Task brief ::
The entries below are to be reproduced in full, exactly as written.

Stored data
══════════
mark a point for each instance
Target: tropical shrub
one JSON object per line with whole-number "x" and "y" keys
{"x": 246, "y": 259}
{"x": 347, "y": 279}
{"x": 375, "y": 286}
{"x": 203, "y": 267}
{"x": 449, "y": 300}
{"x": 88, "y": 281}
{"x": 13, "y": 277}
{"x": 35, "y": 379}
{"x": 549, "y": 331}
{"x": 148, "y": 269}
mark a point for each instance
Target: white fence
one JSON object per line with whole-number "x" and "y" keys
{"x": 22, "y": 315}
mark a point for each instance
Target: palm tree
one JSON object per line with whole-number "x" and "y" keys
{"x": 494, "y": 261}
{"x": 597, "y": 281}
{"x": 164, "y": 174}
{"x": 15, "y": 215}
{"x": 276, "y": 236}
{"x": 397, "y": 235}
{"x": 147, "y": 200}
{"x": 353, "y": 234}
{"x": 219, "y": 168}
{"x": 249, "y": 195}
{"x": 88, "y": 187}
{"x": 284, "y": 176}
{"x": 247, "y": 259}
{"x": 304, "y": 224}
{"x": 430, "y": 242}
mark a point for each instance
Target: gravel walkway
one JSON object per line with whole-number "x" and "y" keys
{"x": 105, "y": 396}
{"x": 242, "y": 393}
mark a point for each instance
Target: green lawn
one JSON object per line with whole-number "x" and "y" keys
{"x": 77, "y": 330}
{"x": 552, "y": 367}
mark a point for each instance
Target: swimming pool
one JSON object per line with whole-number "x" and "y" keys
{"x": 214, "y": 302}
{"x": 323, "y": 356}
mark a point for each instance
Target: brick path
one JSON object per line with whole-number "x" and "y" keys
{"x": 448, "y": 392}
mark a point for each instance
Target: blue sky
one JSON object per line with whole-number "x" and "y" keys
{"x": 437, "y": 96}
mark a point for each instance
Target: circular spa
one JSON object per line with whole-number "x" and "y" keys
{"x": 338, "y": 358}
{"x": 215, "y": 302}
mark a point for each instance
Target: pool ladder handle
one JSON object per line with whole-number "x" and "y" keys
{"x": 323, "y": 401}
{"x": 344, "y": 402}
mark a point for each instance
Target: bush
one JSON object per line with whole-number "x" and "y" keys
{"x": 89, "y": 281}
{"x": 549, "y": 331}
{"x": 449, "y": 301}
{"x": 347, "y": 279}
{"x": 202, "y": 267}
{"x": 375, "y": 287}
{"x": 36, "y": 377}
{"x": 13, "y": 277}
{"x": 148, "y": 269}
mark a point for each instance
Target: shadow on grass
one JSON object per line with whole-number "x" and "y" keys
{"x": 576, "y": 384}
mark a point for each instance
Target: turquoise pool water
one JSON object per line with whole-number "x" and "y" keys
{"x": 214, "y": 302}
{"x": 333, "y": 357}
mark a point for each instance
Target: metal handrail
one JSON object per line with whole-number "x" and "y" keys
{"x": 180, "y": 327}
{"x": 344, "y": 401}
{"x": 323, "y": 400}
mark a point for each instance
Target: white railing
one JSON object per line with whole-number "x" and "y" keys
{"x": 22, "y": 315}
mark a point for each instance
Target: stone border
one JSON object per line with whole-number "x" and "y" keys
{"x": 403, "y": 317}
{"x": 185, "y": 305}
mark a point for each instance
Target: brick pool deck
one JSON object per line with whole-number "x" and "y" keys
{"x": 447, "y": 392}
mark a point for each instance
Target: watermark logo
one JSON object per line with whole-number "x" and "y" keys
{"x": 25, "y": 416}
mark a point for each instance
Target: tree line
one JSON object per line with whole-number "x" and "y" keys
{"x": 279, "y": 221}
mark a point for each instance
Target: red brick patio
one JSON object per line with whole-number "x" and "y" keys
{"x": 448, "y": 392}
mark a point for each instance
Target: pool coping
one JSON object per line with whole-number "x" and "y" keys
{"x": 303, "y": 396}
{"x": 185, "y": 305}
══════════
Answer ::
mark a point for each instance
Target: tropical shrub
one JSON object per line with whole-number "x" and "y" keys
{"x": 246, "y": 259}
{"x": 347, "y": 279}
{"x": 375, "y": 286}
{"x": 203, "y": 267}
{"x": 449, "y": 300}
{"x": 88, "y": 281}
{"x": 13, "y": 277}
{"x": 35, "y": 379}
{"x": 549, "y": 331}
{"x": 148, "y": 269}
mark a point for each instance
Target: white fence
one JSON object per line with whole-number "x" and "y" keys
{"x": 22, "y": 315}
mark a point for each instance
Target: palm tree
one JSON object per line with whole-number "x" and "y" keys
{"x": 494, "y": 261}
{"x": 597, "y": 281}
{"x": 164, "y": 174}
{"x": 15, "y": 215}
{"x": 276, "y": 236}
{"x": 397, "y": 235}
{"x": 147, "y": 200}
{"x": 353, "y": 234}
{"x": 219, "y": 168}
{"x": 249, "y": 195}
{"x": 88, "y": 187}
{"x": 284, "y": 176}
{"x": 247, "y": 259}
{"x": 304, "y": 224}
{"x": 430, "y": 242}
mark a point for each instance
Target: gravel walkway
one JSON object per line with whole-number "x" and "y" keys
{"x": 105, "y": 396}
{"x": 242, "y": 393}
mark a point for each instance
Target: green lawn
one JSON object per line with whole-number "x" and "y" keys
{"x": 77, "y": 330}
{"x": 552, "y": 367}
mark a point for each instance
Target: swimming pool
one JSON object per line with whole-number "x" and "y" keys
{"x": 214, "y": 302}
{"x": 323, "y": 356}
mark a point for each instance
Target: brick path
one JSON object per line with whole-number "x" and "y" keys
{"x": 448, "y": 392}
mark a point for each instance
Target: blue sky
one JSON object per line with whole-number "x" and "y" keys
{"x": 437, "y": 96}
mark a point for each instance
Target: circular spa
one JSON object per line with whole-number "x" and "y" keys
{"x": 338, "y": 358}
{"x": 215, "y": 302}
mark a point for each instance
Target: pool ladder handle
one JSON object per line with whole-number "x" and "y" keys
{"x": 323, "y": 401}
{"x": 344, "y": 402}
mark a point for each instance
Target: bush
one JSON object per line with whole-number "x" and "y" keys
{"x": 89, "y": 281}
{"x": 549, "y": 331}
{"x": 449, "y": 301}
{"x": 347, "y": 279}
{"x": 202, "y": 267}
{"x": 375, "y": 287}
{"x": 36, "y": 377}
{"x": 13, "y": 277}
{"x": 148, "y": 269}
mark a point for each instance
Target: shadow on grass
one JSON object per line with whole-number "x" and "y" keys
{"x": 576, "y": 384}
mark a point for each instance
Target: turquoise pool water
one JSON object per line with whole-number "x" and "y" keys
{"x": 214, "y": 302}
{"x": 333, "y": 357}
mark a point for each instance
Target: metal handrail
one JSON object per line with whole-number "x" and "y" keys
{"x": 180, "y": 327}
{"x": 344, "y": 401}
{"x": 323, "y": 400}
mark a point for each instance
Target: white railing
one JSON object per line with whole-number "x" and "y" keys
{"x": 22, "y": 315}
mark a point for each instance
Target: stone border
one JSON object per line with whole-number "x" and "y" keys
{"x": 403, "y": 317}
{"x": 185, "y": 305}
mark a point for each instance
Target: brick pool deck
one JSON object per line with whole-number "x" and "y" keys
{"x": 447, "y": 392}
mark a point for each instance
Target: watermark logo
one JSON object per line with whole-number "x" and "y" keys
{"x": 25, "y": 416}
mark a point for each instance
Target: tree line
one JSON object per line with whole-number "x" and "y" keys
{"x": 279, "y": 221}
mark a point for each instance
Target: red brick patio
one JSON object per line with whole-number "x" and "y" keys
{"x": 448, "y": 392}
mark a point for each instance
Target: pool coping
one JSON object per line with whole-number "x" and "y" keys
{"x": 303, "y": 396}
{"x": 185, "y": 305}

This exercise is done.